Work to be completed:
Reproduce the passage on teaching children responsibility through chores word for word, in full.

Study text:
When a child is born they are completely and utterly dependent on their parents—and that’s exactly as it should be. Even a toddler needs most everything done for them. But it is also at that toddler stage that a child begins to exhibit the first signs of having the capability to be a responsible, contributing member of the family. Do NOT ignore these signs!
Instead, take advantage of them by giving your child age-appropriate chores and responsibilities. Teaching children to do chores not only allows them to practice the art of responsibility, but gives them feelings of self-worth and accomplishment and teaches them the value of contributing to the dynamics of the family.
The key to a child’s success in learning to be responsible is none other than you. You have to be willing to slow down and allow for the extra time it takes for a child to do what takes you only a minute or two. You need to be willing to choose teaching responsibility over perfection. You need to be patiently persistent. Let’s face it, there aren’t many kindergartners jumping through hoops to make their bed or who never forget to feed the dog. The question is…are you up to the task? The answer is…you are if you want to be.

Records shown:
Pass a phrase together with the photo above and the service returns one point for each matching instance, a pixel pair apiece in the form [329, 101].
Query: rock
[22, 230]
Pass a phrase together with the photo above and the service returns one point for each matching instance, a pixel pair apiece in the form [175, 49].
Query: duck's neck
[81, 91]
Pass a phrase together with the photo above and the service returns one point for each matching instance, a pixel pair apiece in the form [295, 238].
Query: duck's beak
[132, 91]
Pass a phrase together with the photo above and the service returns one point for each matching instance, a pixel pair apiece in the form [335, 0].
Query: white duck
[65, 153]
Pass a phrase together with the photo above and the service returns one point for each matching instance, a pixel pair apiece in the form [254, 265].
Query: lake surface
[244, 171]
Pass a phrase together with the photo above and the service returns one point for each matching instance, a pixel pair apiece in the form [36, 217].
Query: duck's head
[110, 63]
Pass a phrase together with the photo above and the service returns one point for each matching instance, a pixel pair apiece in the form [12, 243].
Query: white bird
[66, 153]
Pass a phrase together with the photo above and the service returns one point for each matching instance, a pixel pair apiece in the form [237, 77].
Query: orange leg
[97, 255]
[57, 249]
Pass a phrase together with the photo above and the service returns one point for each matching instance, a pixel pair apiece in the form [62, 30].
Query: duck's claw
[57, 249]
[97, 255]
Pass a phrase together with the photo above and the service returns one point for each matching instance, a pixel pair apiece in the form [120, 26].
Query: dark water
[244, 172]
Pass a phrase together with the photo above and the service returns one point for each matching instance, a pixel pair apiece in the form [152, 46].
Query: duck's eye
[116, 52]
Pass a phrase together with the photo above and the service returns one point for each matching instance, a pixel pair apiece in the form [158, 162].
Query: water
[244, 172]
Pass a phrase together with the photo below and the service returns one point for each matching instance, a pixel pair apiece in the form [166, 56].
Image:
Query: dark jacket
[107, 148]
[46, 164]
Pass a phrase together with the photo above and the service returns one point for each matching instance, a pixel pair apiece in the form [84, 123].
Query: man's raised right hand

Output for this exercise:
When a child is born they are completely and utterly dependent on their parents—and that’s exactly as it should be. Even a toddler needs most everything done for them. But it is also at that toddler stage that a child begins to exhibit the first signs of having the capability to be a responsible, contributing member of the family. Do NOT ignore these signs!
Instead, take advantage of them by giving your child age-appropriate chores and responsibilities. Teaching children to do chores not only allows them to practice the art of responsibility, but gives them feelings of self-worth and accomplishment and teaches them the value of contributing to the dynamics of the family.
The key to a child’s success in learning to be responsible is none other than you. You have to be willing to slow down and allow for the extra time it takes for a child to do what takes you only a minute or two. You need to be willing to choose teaching responsibility over perfection. You need to be patiently persistent. Let’s face it, there aren’t many kindergartners jumping through hoops to make their bed or who never forget to feed the dog. The question is…are you up to the task? The answer is…you are if you want to be.